What is required
Determine the count of lines in the data below that include the word "shield", and give nothing besides it.

=== Information supplied ===

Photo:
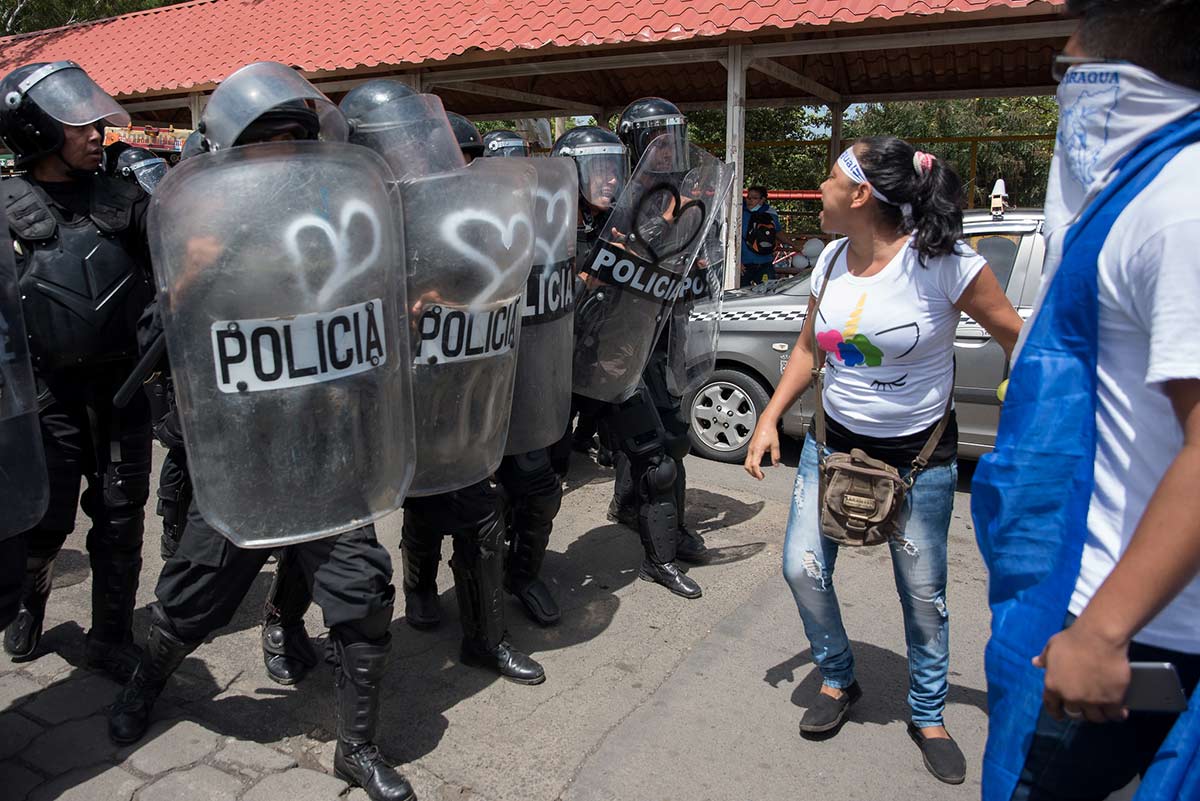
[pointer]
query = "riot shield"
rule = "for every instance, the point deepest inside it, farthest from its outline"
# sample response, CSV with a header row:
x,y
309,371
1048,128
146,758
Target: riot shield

===

Answer for this exercise
2